----- Text provided -----

We have a square board with 40 individual spaces around it, numbered from 0 to 39. All players begin on space 0 (akin to the “Go” square in Monopoly) and roll a pair of dice to determine how many spaces they advance each turn. However, unlike Monopoly, there is no way to otherwise advance around the board (i.e., there’s no “Chance,” “Community Chest,” going to jail, etc.). In their first pass around the board, which space from 1 to 39 are players most likely to land on at some point (i.e., not necessarily on their first or last roll, but after any number of rolls)?
Extra Credit
The square board has 10 spaces on each side. The first side has spaces 0 through 9, the second side has spaces 10 through 19, the third side has spaces 20 through 29, and the fourth side has spaces 30 through 39. Because you’re rolling two dice, it’s impossible to land on space 1 in your first pass around the board. Several other spaces on the first side of the board are similarly unlikely. Putting that first side of the board aside, which space from 10 to 39 are players least likely to land on at some point during their first pass around the board? (Another question: What if you rolled three dice at a time instead of two?)
An efficient way to tackle such a problem is via the use of polynomials, or more generally, generating functions. Here is the basic idea. Suppose we roll a single die. Each number $1,\dots,6$ has equal probability $\frac{1}{6}$ of occurring. We will encode this using the polynomial:
\[
q(x) = \tfrac{1}{6}x + \tfrac{1}{6}x^2 + \tfrac{1}{6}x^3 + \tfrac{1}{6}x^4 + \tfrac{1}{6}x^5 + \tfrac{1}{6}x^6
\]We can interpret the coefficient of $x^k$ as the probability that we will land on the $k^\text{th}$ square. If we roll two dice, the corresponding probability distribution is obtained by taking the product of the polynomials for each die. That is, we have:
\begin{multline}
q(x)^2 =
\tfrac{1}{36}x^2+\tfrac{1}{18}x^3+\tfrac{1}{12}x^4+\tfrac{1}{9}x^5+\tfrac{5}{36}x^6+\tfrac{1}{6}x^7\\+\tfrac{5}{36} x^8+\tfrac{1}{9}x^9+\tfrac{1}{12}x^{10}+\tfrac{1}{18}x^{11}+\tfrac{1}{36}x^{12}
\end{multline}So the probability of rolling a 6 would be $\tfrac{5}{36}$. This works because of how polynomials multiply. We can roll a 6 in several ways:
\[
(1+5), (2+4), (3+3), (4+2), (5+1)

-----

> **Set task**
Give the dice-board puzzle text again, starting with "We have a square" and going on through "number of rolls)?", and rename every "board" in it to "track".

----- Data supplied -----

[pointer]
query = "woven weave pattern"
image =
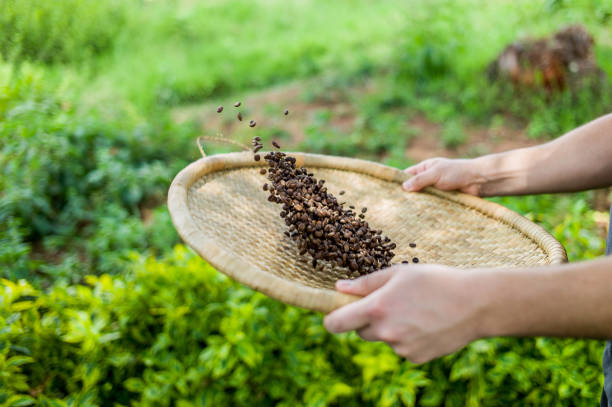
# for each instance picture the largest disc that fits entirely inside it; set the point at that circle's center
(220, 209)
(230, 207)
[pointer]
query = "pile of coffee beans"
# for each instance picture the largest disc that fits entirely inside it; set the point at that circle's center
(318, 223)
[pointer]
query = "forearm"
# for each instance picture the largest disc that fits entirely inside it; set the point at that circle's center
(572, 300)
(579, 160)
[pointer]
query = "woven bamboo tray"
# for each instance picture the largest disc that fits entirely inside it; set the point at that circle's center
(219, 209)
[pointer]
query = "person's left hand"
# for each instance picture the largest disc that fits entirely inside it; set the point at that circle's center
(421, 311)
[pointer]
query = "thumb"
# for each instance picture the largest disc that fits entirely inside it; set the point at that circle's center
(366, 284)
(421, 181)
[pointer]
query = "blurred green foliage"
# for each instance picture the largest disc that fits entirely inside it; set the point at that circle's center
(58, 31)
(176, 332)
(109, 315)
(74, 187)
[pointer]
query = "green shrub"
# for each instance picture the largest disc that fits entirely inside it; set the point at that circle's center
(176, 332)
(74, 185)
(58, 31)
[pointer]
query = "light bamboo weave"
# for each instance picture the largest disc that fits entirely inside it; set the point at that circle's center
(219, 208)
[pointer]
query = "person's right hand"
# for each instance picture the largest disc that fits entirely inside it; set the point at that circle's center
(445, 174)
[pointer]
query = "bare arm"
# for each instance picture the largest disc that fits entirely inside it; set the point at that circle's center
(427, 311)
(579, 160)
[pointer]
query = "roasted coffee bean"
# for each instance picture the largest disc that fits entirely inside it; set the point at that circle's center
(319, 225)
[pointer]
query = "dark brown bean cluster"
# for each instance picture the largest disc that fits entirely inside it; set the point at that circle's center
(320, 226)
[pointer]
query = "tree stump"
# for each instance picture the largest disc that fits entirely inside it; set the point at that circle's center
(564, 60)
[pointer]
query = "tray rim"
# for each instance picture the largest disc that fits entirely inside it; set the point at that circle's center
(293, 293)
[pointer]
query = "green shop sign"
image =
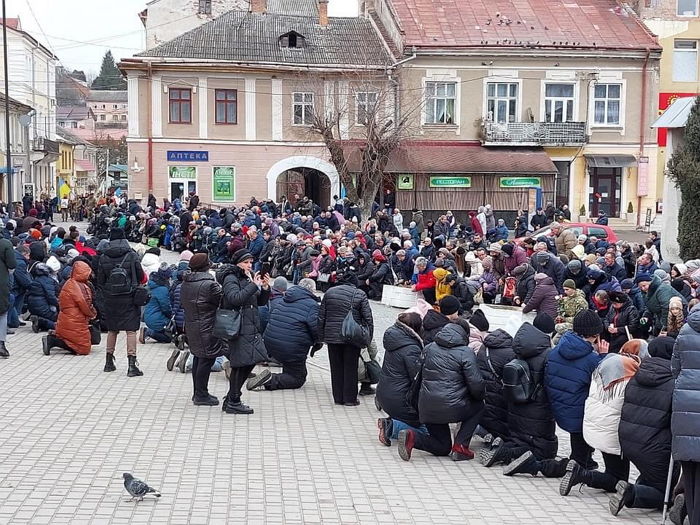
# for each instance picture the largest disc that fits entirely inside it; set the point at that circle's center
(450, 182)
(520, 182)
(183, 172)
(224, 183)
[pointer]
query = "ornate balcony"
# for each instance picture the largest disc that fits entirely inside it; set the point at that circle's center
(534, 134)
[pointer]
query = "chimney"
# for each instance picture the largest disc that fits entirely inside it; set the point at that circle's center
(258, 6)
(323, 12)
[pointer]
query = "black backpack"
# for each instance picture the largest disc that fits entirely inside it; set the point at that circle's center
(119, 281)
(518, 384)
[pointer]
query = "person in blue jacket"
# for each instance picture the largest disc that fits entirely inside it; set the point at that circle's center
(570, 366)
(291, 332)
(158, 311)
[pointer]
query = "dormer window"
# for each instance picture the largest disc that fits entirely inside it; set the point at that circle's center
(292, 40)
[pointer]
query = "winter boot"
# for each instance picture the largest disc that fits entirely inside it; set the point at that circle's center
(109, 363)
(133, 369)
(525, 464)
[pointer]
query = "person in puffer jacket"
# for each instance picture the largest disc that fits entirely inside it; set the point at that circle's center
(158, 311)
(601, 419)
(403, 351)
(570, 366)
(685, 421)
(452, 390)
(645, 430)
(42, 298)
(493, 356)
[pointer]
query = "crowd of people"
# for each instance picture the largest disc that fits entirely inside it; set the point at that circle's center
(615, 329)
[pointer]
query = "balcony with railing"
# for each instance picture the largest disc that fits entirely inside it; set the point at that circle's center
(534, 134)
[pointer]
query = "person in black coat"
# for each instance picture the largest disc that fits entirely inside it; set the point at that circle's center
(495, 353)
(200, 296)
(645, 428)
(243, 292)
(344, 356)
(403, 351)
(452, 391)
(120, 313)
(531, 425)
(291, 331)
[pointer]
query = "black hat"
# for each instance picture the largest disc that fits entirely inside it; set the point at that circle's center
(544, 323)
(449, 305)
(241, 255)
(587, 324)
(479, 321)
(116, 233)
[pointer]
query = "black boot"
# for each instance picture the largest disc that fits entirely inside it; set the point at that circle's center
(109, 363)
(133, 369)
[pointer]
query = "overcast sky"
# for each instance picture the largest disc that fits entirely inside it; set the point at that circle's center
(79, 32)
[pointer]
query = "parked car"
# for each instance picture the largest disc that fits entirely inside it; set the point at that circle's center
(587, 228)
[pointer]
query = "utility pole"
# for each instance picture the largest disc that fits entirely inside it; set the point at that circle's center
(8, 151)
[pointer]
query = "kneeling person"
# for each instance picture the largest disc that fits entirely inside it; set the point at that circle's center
(291, 331)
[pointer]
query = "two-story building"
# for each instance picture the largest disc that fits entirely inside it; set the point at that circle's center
(226, 113)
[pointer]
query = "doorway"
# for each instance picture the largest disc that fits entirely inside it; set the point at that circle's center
(606, 185)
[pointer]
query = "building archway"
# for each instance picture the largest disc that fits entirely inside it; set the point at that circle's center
(305, 175)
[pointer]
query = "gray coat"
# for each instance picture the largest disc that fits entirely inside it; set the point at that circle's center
(240, 293)
(685, 364)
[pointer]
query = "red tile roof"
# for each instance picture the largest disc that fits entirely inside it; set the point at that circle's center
(602, 24)
(434, 157)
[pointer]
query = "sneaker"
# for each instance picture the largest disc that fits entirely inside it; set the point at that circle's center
(384, 425)
(617, 500)
(571, 478)
(525, 464)
(461, 453)
(407, 441)
(259, 380)
(171, 360)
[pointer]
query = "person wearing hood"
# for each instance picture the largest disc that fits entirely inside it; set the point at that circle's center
(75, 313)
(496, 352)
(343, 355)
(403, 359)
(42, 298)
(601, 419)
(645, 431)
(544, 297)
(452, 391)
(685, 421)
(291, 332)
(570, 366)
(120, 313)
(622, 320)
(158, 310)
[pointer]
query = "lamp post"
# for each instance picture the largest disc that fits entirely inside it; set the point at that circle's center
(8, 150)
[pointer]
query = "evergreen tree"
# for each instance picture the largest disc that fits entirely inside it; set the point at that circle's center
(684, 171)
(109, 78)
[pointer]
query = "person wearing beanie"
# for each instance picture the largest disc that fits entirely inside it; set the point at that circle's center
(200, 297)
(567, 378)
(117, 268)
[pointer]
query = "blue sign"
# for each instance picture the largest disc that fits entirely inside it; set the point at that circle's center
(188, 156)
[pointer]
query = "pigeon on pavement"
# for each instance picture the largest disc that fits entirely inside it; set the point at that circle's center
(137, 488)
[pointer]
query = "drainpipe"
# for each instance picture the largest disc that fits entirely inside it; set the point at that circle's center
(642, 130)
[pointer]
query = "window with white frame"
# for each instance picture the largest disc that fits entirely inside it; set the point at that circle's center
(558, 102)
(687, 7)
(607, 101)
(440, 102)
(366, 104)
(501, 101)
(303, 109)
(685, 60)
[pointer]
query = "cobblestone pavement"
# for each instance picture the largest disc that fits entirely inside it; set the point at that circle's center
(68, 431)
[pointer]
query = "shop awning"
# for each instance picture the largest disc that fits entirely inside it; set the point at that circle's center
(436, 157)
(611, 161)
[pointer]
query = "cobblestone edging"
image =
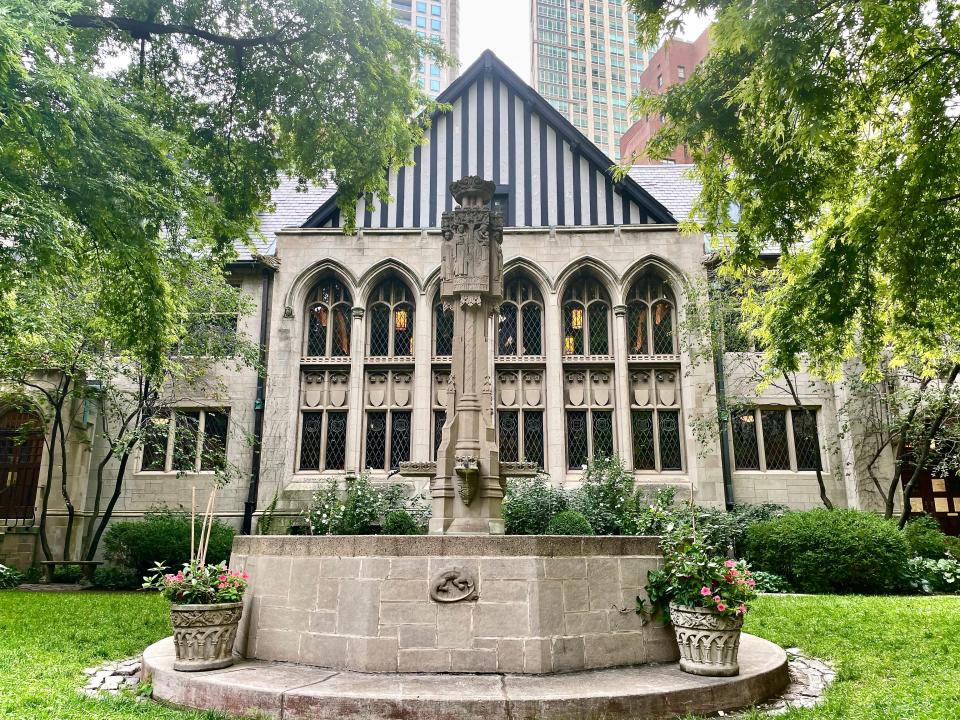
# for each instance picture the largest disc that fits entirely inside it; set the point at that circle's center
(809, 680)
(113, 677)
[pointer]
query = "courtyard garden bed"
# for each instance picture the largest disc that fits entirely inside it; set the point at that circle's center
(895, 656)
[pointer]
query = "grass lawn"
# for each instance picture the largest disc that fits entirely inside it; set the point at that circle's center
(897, 658)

-----

> **Exercise response**
We have a square track with 40 individual spaces around it, numbered from 0 to 39. All players begin on space 0 (akin to the “Go” square in Monopoly) and roll a pair of dice to determine how many spaces they advance each turn. However, unlike Monopoly, there is no way to otherwise advance around the track (i.e., there’s no “Chance,” “Community Chest,” going to jail, etc.). In their first pass around the track, which space from 1 to 39 are players most likely to land on at some point (i.e., not necessarily on their first or last roll, but after any number of rolls)?